Hi Iceberg Community,
We would like to start a discussion about introducing native primary-key
table support in Apache Iceberg.
Background
==========
Apache Iceberg has become a widely adopted table format for large-scale
analytic datasets and provides strong support for schema evolution,
partition evolution, row-level operations, and incremental processing.
At the same time, an increasing number of users are building CDC-driven and
operational analytics workloads where data is naturally organized around
primary keys and continuously updated through inserts, updates, and deletes.
While Iceberg provides important building blocks such as identifier fields,
equality deletes, position deletes, and MERGE operations, there is
currently no standardized primary-key table abstraction within the Iceberg
specification.

■ What you need to do: According to the post on primary-key tables in Apache Iceberg, which building blocks does Iceberg already provide?

■ Record extracts:

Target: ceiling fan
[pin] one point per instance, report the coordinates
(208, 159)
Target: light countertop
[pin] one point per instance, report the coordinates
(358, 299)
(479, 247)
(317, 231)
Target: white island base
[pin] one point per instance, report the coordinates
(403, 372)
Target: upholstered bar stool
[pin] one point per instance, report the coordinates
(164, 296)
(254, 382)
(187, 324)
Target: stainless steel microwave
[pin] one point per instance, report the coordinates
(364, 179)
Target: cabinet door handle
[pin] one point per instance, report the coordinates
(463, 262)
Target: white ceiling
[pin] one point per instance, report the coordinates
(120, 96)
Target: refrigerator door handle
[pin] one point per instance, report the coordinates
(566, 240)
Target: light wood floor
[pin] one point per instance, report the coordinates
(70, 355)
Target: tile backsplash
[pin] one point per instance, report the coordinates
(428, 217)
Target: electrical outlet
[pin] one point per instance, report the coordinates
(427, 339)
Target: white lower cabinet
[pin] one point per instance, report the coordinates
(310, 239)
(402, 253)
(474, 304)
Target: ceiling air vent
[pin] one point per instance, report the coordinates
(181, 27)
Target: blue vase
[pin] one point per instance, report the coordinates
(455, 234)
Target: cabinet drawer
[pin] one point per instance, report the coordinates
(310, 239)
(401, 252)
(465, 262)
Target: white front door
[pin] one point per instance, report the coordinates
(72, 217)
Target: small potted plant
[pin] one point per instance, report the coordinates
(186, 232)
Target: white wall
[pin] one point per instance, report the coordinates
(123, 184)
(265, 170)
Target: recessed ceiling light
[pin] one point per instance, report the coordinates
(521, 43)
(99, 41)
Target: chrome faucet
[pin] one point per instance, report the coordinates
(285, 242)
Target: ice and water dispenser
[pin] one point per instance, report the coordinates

■ Full response: Identifier fields, equality deletes, position deletes, and MERGE operations.